* WHAT YOU NEED TO DO
Produce the same data once more, line for line.
-------- SUPPLIED DATA --------
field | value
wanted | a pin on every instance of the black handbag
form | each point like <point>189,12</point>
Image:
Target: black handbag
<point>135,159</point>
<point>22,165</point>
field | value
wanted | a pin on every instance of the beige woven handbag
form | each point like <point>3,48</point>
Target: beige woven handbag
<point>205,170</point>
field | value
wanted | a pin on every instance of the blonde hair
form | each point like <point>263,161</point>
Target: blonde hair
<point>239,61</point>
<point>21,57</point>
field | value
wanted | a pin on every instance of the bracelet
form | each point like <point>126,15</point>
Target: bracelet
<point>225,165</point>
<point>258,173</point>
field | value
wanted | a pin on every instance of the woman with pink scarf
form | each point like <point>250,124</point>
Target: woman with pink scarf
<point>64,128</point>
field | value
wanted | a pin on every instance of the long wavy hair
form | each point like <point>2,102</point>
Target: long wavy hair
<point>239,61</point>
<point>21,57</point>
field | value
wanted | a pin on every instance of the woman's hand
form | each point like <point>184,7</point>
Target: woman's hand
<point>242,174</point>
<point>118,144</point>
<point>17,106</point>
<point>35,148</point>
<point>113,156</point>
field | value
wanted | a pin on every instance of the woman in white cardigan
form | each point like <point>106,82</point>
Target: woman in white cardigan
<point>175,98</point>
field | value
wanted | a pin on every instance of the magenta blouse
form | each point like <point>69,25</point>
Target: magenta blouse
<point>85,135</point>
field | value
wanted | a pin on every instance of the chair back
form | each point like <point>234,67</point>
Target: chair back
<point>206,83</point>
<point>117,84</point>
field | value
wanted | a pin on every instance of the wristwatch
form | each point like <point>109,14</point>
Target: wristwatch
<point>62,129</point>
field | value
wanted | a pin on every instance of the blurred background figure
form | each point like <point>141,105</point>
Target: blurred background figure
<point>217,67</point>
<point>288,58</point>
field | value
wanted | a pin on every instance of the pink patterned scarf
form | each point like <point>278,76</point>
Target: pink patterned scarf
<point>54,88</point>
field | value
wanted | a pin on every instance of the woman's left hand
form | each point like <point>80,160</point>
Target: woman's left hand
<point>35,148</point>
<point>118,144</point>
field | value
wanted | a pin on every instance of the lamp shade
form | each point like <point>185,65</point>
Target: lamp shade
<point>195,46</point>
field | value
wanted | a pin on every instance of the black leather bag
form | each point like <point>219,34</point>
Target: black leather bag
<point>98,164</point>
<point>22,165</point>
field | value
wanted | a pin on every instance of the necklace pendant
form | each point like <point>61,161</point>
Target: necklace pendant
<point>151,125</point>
--------
* FINISHED EXERCISE
field | value
wanted | a pin on every instance of the black handbag
form | each point like <point>189,12</point>
Image:
Target: black handbag
<point>135,159</point>
<point>22,165</point>
field | value
wanted | a pin on every instance of the beige woven handbag
form | each point like <point>3,48</point>
Target: beige woven handbag
<point>205,170</point>
field | value
wanted | a pin on every instance of the blonde hair
form | each point like <point>263,161</point>
Target: blonde hair
<point>239,61</point>
<point>21,57</point>
field | value
wanted | a pin on every instance of the bracelet
form | each point like <point>126,15</point>
Target: bracelet
<point>225,165</point>
<point>258,173</point>
field | value
wanted | a pin on every instance of the woman with pink scarf
form | each point like <point>250,124</point>
Target: woman with pink scarf
<point>64,128</point>
field | value
wanted | a pin on every instance of the long wavy hair
form | each point like <point>2,102</point>
Target: long wavy hair
<point>239,61</point>
<point>21,57</point>
field | value
wanted | a pin on every instance of the woman's hand
form | each point like <point>184,7</point>
Target: woman's hand
<point>242,174</point>
<point>118,144</point>
<point>17,106</point>
<point>35,148</point>
<point>113,156</point>
field | value
wanted | a pin on every instance of the woman in white cardigan
form | each point like <point>106,82</point>
Target: woman in white cardigan
<point>175,98</point>
field | value
wanted | a pin on every instance of the magenta blouse
form | each point like <point>69,25</point>
Target: magenta blouse
<point>85,135</point>
field | value
wanted | a pin on every instance of the chair back
form | each point like <point>234,67</point>
Target: chair back
<point>206,83</point>
<point>117,84</point>
field | value
wanted | a pin on every instance of the wristwatch
form | each point like <point>109,14</point>
Target: wristwatch
<point>62,129</point>
field | value
wanted | a pin on every instance of the blurred background figure
form | each point like <point>141,105</point>
Target: blurred background figure
<point>217,67</point>
<point>288,58</point>
field | value
wanted | a pin on every instance of the pink patterned scarf
form | each point like <point>278,76</point>
Target: pink patterned scarf
<point>54,88</point>
field | value
wanted | a pin on every instance of the woman's left hand
form | each point like <point>80,160</point>
Target: woman's left hand
<point>35,148</point>
<point>118,144</point>
field | value
wanted | a pin on every instance of the lamp shade
form | each point like <point>185,65</point>
Target: lamp shade
<point>195,46</point>
field | value
wanted | a pin on every instance of the black leather bag
form | each point like <point>219,34</point>
Target: black leather bag
<point>98,164</point>
<point>22,165</point>
field | value
wanted | a pin on every instance of the necklace pendant
form | each point like <point>61,161</point>
Target: necklace pendant
<point>151,125</point>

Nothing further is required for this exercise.